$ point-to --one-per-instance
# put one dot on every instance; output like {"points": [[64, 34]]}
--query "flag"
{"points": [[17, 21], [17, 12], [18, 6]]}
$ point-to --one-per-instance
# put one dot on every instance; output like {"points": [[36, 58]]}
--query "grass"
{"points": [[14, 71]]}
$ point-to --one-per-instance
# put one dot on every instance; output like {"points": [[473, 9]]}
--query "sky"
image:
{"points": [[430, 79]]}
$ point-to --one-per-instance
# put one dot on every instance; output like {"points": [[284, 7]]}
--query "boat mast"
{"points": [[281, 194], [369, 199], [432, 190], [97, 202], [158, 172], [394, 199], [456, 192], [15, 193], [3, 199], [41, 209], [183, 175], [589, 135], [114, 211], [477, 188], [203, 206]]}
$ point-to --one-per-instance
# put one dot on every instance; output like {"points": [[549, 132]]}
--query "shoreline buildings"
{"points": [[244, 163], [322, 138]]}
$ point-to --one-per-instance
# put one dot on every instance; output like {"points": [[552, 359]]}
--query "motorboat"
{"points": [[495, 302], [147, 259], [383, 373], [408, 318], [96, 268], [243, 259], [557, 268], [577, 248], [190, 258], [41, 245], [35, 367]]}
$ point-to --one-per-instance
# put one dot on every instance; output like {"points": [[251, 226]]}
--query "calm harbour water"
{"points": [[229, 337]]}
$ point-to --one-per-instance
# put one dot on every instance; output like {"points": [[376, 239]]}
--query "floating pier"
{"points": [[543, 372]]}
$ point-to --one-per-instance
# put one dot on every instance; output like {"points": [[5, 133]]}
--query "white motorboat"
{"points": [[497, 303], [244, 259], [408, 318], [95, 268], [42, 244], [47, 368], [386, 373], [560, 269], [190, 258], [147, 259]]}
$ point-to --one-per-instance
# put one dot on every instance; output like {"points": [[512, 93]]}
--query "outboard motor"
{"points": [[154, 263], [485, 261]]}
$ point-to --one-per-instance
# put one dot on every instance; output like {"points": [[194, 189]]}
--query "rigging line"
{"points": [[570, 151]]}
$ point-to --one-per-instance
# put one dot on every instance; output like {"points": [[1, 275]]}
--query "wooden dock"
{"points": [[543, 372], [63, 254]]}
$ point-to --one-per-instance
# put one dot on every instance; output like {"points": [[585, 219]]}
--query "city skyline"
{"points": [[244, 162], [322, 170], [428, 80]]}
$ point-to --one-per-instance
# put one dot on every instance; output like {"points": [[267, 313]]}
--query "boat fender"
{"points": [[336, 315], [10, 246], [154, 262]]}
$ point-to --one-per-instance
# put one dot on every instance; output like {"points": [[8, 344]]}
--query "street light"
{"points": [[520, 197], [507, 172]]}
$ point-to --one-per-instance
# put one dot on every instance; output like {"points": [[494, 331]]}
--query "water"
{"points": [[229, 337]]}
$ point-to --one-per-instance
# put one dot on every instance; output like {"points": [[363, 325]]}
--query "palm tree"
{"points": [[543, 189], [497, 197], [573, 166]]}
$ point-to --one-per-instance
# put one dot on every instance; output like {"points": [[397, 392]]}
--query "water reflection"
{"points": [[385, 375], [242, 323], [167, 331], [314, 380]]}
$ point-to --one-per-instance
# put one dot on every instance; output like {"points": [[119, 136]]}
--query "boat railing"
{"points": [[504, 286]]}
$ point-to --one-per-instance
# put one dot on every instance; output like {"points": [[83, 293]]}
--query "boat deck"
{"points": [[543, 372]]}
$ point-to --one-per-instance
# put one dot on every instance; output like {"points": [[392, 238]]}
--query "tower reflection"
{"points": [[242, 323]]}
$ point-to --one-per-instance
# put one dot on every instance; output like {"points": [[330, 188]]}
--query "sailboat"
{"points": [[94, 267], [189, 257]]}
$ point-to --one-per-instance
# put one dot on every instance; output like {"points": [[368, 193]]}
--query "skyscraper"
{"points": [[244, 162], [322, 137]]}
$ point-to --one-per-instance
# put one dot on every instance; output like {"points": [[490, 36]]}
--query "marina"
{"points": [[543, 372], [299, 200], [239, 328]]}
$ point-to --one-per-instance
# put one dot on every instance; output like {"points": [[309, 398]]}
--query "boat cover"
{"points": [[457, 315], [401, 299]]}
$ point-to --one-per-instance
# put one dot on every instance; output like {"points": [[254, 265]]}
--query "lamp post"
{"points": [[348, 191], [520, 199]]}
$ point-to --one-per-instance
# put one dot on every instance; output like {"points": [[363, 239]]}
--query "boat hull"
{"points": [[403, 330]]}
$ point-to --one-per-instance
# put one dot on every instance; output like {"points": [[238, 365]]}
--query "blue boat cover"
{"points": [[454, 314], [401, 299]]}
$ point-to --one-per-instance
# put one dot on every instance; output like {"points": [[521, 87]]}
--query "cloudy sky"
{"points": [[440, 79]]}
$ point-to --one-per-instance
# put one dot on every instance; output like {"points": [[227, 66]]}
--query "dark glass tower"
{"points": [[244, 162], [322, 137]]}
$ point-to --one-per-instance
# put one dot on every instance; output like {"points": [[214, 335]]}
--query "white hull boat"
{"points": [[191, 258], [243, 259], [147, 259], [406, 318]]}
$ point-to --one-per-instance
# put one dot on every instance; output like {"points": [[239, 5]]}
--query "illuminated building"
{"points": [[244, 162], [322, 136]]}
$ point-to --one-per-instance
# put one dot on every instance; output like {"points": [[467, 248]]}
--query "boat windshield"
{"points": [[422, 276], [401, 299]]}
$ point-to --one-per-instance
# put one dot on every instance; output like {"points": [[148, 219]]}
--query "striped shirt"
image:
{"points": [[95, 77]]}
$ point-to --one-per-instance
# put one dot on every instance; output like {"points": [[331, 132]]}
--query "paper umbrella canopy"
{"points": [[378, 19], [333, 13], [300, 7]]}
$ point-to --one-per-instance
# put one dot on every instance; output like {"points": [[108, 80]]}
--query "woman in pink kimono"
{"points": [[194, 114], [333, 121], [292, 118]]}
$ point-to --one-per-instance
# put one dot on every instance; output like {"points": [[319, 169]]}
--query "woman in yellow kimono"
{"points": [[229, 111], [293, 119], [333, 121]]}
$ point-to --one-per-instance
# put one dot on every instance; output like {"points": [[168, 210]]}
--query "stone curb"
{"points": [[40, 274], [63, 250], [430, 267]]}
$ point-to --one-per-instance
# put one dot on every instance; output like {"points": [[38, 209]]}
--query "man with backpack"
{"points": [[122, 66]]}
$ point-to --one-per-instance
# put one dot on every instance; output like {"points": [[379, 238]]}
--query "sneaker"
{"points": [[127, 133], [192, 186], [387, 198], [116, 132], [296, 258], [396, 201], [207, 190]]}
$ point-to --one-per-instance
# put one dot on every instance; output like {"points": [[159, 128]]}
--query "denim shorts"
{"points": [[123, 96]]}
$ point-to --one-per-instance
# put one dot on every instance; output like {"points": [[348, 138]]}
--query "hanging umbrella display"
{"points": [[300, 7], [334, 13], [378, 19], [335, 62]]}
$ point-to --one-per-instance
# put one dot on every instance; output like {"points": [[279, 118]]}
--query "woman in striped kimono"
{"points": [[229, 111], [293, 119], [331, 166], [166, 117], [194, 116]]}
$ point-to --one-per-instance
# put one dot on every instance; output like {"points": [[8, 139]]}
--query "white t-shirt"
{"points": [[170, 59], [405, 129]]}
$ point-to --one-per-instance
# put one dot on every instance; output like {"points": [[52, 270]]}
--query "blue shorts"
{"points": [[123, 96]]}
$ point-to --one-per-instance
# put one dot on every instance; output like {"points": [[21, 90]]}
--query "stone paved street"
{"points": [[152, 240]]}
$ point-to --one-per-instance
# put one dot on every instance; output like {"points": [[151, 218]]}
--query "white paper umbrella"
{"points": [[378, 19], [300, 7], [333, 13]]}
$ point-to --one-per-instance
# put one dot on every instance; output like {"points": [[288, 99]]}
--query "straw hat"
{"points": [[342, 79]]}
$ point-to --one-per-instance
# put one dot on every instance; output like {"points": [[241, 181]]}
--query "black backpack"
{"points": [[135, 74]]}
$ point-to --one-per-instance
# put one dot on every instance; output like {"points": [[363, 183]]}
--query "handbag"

[TASK REQUIREMENTS] Can you show every line of the material above that contains the word "tower"?

[WRITTEN ANSWER]
--query "tower reflection"
--query "dark glass tower"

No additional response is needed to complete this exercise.